Phase 2 test compaction is turned on when the number of empty cones, PPO fan-in cones that have no undetected fault inside, exceeds a threshold. According to the experimental results on ISCAS benchmark circuits, CASPR starts phase 2 test compaction when 50% of PPO cones are empty. Adjusting the threshold does not have significant influence on the power reduction.

(D) A logic simulation is performed to count the number of transitions in the shift mode, as well as in the capture mode. Shift power simulation requires a cycle-by-cycle simulation which is very time-consuming. CASPR performs parallel simulation on 32 patterns simultaneously to speed up this process.

(E) The last step is post-fill test regeneration. The peak power patterns are removed and new patterns are generated. The details of test regeneration are described in Section 3.2.

3.1 Dynamic test compaction flow

Fig. 4 shows the flow chart of phase 1 dynamic test compaction. The flow begins with a low density test

generation (step 1), which is a regular dynamic test compaction without any power constraint imposed. CASPR randomly selects target faults on fan-out stems of different FFRs. The low-density test generation keeps compacting faults until the number of specified PPOs exceeds 10% of the total number of PPOs. The low-density test generation provides a starting point for the following dynamic test compaction.

**Supplied material:**

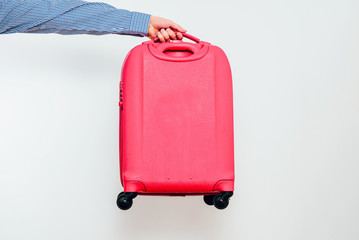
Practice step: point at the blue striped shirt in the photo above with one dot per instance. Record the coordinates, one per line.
(69, 17)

**Direction:**
Output the stretch of the test compaction excerpt from "Phase 2 test compaction is" through "up this process.". The listing is separate from the text on test compaction.

**Exercise solution:**
Phase 2 test compaction is turned on when the number of empty cones, PPO fan-in cones that have no undetected fault inside, exceeds a threshold. According to the experimental results on ISCAS benchmark circuits, CASPR starts phase 2 test compaction when 50% of PPO cones are empty. Adjusting the threshold does not have significant influence on the power reduction.

(D) A logic simulation is performed to count the number of transitions in the shift mode, as well as in the capture mode. Shift power simulation requires a cycle-by-cycle simulation which is very time-consuming. CASPR performs parallel simulation on 32 patterns simultaneously to speed up this process.